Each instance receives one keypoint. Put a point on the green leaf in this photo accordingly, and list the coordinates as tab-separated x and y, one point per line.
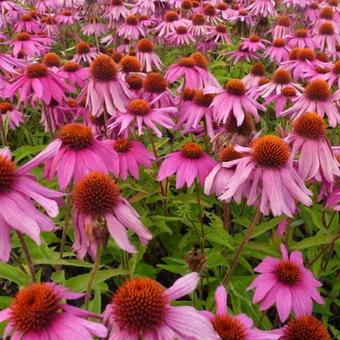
13	274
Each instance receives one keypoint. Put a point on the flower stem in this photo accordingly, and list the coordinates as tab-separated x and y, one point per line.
202	238
92	276
27	255
235	260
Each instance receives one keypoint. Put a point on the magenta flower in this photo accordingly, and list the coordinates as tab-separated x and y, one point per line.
142	114
141	308
38	83
97	197
74	154
189	163
147	55
310	141
287	284
131	155
18	194
39	312
272	180
233	99
317	97
106	90
230	327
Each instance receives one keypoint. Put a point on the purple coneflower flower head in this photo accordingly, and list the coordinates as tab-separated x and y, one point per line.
27	23
10	114
146	54
283	27
96	197
74	154
131	155
131	28
28	45
274	183
142	114
309	140
189	163
234	326
257	72
181	36
196	112
39	312
278	51
262	8
287	284
106	90
19	192
85	53
253	43
301	38
75	74
38	83
317	97
232	99
142	307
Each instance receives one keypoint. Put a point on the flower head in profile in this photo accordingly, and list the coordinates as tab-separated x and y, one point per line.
273	182
189	163
39	312
287	284
38	83
231	327
96	198
141	308
19	194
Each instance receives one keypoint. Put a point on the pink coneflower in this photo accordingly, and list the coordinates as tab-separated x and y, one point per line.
11	114
67	17
278	51
301	38
131	155
262	8
85	53
309	139
75	73
232	99
273	181
131	28
317	97
219	34
141	308
196	112
116	11
27	23
39	311
253	43
181	36
19	193
257	72
189	163
230	327
146	54
97	197
327	38
287	284
141	114
29	45
198	26
282	28
74	154
106	90
38	83
170	22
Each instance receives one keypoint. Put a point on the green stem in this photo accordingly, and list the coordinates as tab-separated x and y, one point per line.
246	238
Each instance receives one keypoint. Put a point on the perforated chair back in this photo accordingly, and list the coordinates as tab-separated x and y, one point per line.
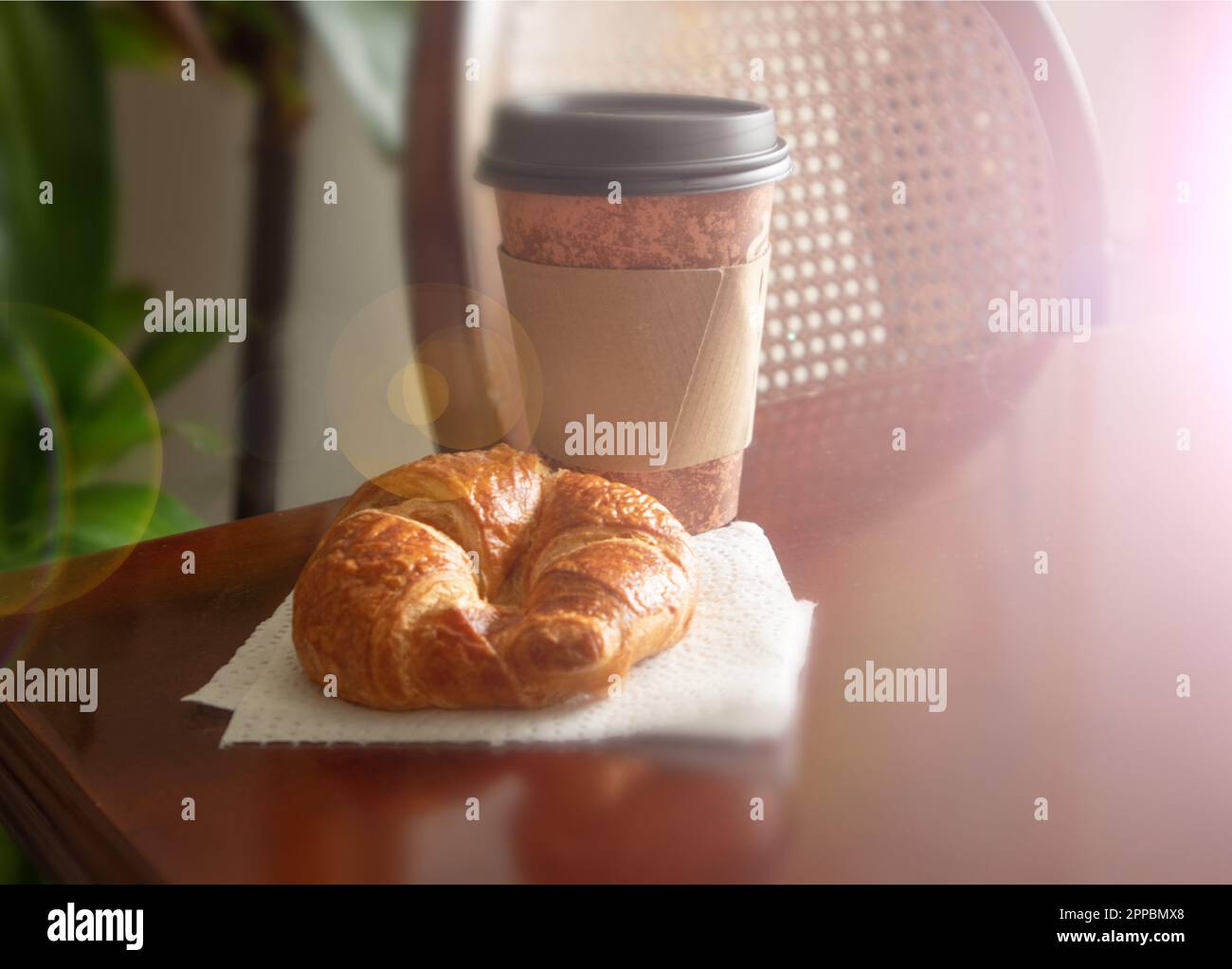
925	183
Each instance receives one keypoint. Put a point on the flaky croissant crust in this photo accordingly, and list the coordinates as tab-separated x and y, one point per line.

# Task prompt:
Reproduce every entry above word for word, in the same order. Leave the pictures out of your answer.

# Finished exercise:
Each instance receives one keypoint. Put a point on the green leaf in this photo accordingly, and list the coordinates as tab-separated x and y, one point per line.
13	274
Each instance receives one keypoint. Put a point on the flower stem in this photo accordingly, and list the coordinates as tab-separated x and y, one point per line.
202	238
92	276
27	255
235	260
Each instance receives one keypoint. Put a point on the magenta flower in this photo accordingly, and list the coordinates as tab-separated x and y, one point per line.
142	114
141	308
38	83
97	197
74	154
189	163
147	55
310	141
287	284
131	155
18	194
39	312
272	180
233	99
317	97
106	90
230	327
Each instance receives one keypoint. Put a point on the purple coneflower flower head in this photo accordingly, and list the coordinates as tab-separated x and y, one point per line.
27	23
10	114
146	54
283	27
96	197
74	154
131	155
131	28
28	45
274	183
142	114
309	140
189	163
234	326
257	72
181	36
196	112
39	312
278	51
262	8
287	284
106	90
19	192
85	53
253	43
301	38
75	74
38	83
317	97
232	99
142	307
Each instance receives one keypoint. Put a point on the flower head in profile in this photo accordingly, and list the coordinates as tab-separated x and y, one point per line.
273	182
189	163
39	312
287	284
38	83
231	327
96	198
141	308
19	194
Each instance receives one keypoint. Put a point on the pink coneflower in this photo accordingly, and list the coordinates as tab-separated x and y, one point per line.
11	114
67	17
278	51
301	38
131	155
262	8
85	53
309	139
75	73
232	99
273	181
131	28
317	97
219	34
141	308
196	112
116	11
27	23
39	311
253	43
181	36
19	193
257	72
189	163
230	327
146	54
97	197
327	38
287	284
141	114
29	45
198	26
282	28
74	154
106	90
38	83
170	22
Each instance receives one keypoint. Put a point on the green stem in this photo accordingly, and list the coordinates as tab-separated x and y, one point per line.
246	238
Each instance receives one keypoint. Put a point on the perforated chair back in this photo accordingly, and list the coordinates as tab-separated x and y, one point per line.
925	183
Each instance receives one keypoint. Put a point on the flaky croissant crust in this photo accordingly, and list the coordinates as tab-separated x and y, one point per line.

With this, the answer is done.